TEXT PROVIDED:
******

"Good Job!" - Why Do We Say This So Often?
Hang out at a playground, visit a school, or attend a child’s birthday party, and there’s one phrase you will hear repeatedly: “Good job!” We blurt this out without thinking, not realizing the repercussions for our children. "Good dog!" is an effective way to train a dog, however, let's look at this a little closer when we apply this to children.
At least we’re not using punitive punishment or forced isolation, aka time-out, to curtail our children’s unwanted behavior as our parents did, using fear to control the child. This is ill-effective and actually creates more challenging behavior in the long run. Let’s also include with this the practice of bribing children with stickers or food.
But why do we have such an incessant addiction to positive reinforcement? Is it because we were controlled as kids? Are we swinging the pendulum the other direction, thinking we are parenting better than the way we were parented? Just to be clear, I’m not questioning the importance of supporting and encouraging children, or offering them physical affection. Praise, however, is a different story entirely that is not coming from love like we think it is. Here’s why.
1. Manipulating children
It’s common to hear a parent offer a verbal reward to reinforce the behavior of a two-year-old who puts on their own jacket, or a five-year-old who cleans up their legos. The question is, who is this benefiting? Telling kids they’ve done a good job has less to do with their need to be reinforced with praise and more to do with our need for control! Very much like rewards and punishments, we often say this to children to get them to comply with our wishes. “Oh no,” says my client, "I am not saying it to be manipulative, I’m just excited that they are doing what I want them to do.” Same thing…it’s just sugar-coated control.
Young children are hungry for our approval and using praise does work in the short term. However, we have a responsibility not to exploit that dependence for our convenience. A “Good job!” to reinforce something that makes our lives a little easier can be an example of taking advantage of children’s dependence. Kids may also come to feel manipulated by this, even if they can’t quite explain why.
2. Creates praise junkies
Not every use of praise is a tactic to control children’s behavior. Sometimes we compliment kids just because we’re genuinely pleased by what they’ve done. However, even then it’s worth looking more closely. Rather than boosting a child’s self-esteem, praise may increase kids’ dependence on us. The more we say, “I like the way you____” or “Good ____”ing,” the more kids come to rely on our evaluations, our decisions about what’s good and bad, rather than learning to form their own judgments. It leads them to measure their worth in terms of what will lead us to smile and dole out some more approval.

******

MATERIAL PROVIDED:

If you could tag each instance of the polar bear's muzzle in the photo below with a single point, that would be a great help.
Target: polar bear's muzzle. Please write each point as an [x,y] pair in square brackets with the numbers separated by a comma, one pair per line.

******

SHORT PROBLEM A: Write out the part of the article on praising children that starts with "At least we’re" and goes on through "stickers or food.".
SHORT PROBLEM B: According to the article on praising children, why can even sincere praise make kids more dependent on adults? Explain in one to three sentences.
The lines come from a separate source.

CORRECT OUTPUT A:
At least we’re not using punitive punishment or forced isolation, aka time-out, to curtail our children’s unwanted behavior as our parents did, using fear to control the child. This is ill-effective and actually creates more challenging behavior in the long run. Let’s also include with this the practice of bribing children with stickers or food.

CORRECT OUTPUT B: Saying things like "I like the way you____" or "Good ____" over and over makes kids rely on adults' evaluations of what is good and bad. They do not learn to form their own judgments. They come to measure their worth by whatever will make adults smile and give more approval.